— PROMPT —
Reproduce only this part of the listing: the line with "Exercise. Point out the metal", plus every line after it through the last.

— INPUT DATA —
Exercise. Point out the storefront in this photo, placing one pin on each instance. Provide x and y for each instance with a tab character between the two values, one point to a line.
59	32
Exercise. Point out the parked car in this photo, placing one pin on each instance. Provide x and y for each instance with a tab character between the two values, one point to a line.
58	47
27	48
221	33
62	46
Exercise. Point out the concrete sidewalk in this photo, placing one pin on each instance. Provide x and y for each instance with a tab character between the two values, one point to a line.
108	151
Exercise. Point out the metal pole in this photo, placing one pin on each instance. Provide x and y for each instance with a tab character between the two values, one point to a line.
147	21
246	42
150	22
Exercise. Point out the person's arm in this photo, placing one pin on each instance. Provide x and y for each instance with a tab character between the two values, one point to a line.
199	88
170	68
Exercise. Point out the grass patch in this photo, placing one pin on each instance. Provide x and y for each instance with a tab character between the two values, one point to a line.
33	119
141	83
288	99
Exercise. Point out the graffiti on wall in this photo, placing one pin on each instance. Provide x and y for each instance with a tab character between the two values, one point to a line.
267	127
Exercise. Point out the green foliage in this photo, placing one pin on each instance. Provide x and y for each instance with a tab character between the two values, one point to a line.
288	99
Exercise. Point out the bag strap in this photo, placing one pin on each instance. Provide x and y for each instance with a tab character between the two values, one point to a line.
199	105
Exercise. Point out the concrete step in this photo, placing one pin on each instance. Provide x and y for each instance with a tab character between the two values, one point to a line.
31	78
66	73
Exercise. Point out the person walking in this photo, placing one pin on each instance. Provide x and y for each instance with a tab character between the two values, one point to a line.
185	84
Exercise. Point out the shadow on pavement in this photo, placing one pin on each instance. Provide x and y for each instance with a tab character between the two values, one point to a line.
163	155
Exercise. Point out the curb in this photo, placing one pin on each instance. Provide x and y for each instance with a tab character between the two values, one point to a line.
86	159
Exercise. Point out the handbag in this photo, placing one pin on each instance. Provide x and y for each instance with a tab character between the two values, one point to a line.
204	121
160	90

— TASK RESULT —
Exercise. Point out the metal pole in this photo, placing one pin on each instance. Provide x and y for each instance with a tab character between the two values, one point to a line.
147	21
246	42
150	22
Exercise. Point out the person's arm in this photo, placing one pin on each instance. Provide x and y for each instance with a tab character between the two values, one point to a line.
199	88
170	68
Exercise. Point out the grass patch in this photo, placing one pin on each instance. Provide x and y for each instance with a tab character between the two values, one point to a line.
33	119
141	83
288	99
Exercise. Point out the graffiti on wall in this photo, placing one pin on each instance. Provide x and y for each instance with a tab character between the two values, one point to a line.
267	127
Exercise. Point out the green foliage in this photo, placing one pin on each instance. Provide x and y for each instance with a tab character between the two values, one point to a line.
288	99
Exercise. Point out the bag strap in this photo, placing one pin on each instance. Provide x and y for each instance with a tab character between the two values, one point to a line.
199	105
Exercise. Point out the concrete step in this photo, placing one pin on each instance. Provide x and y for each instance with a tab character between the two values, one point to a line.
31	78
66	73
Exercise. Point out the person walking in this photo, placing one pin on each instance. Provide x and y for each instance with a tab character between the two values, one point to a line.
185	84
Exercise. Point out the shadow on pavement in this photo, placing one pin on each instance. Provide x and y for each instance with a tab character between the two values, one point to a line.
163	155
Exercise. Point out the curb in this photo, placing one pin on each instance. Provide x and y for each instance with a tab character between the two values, one point to a line.
86	159
Exercise. Point out the handbag in this photo, placing one pin on each instance. Provide x and y for each instance with a tab character between the two values, one point to a line.
204	121
160	90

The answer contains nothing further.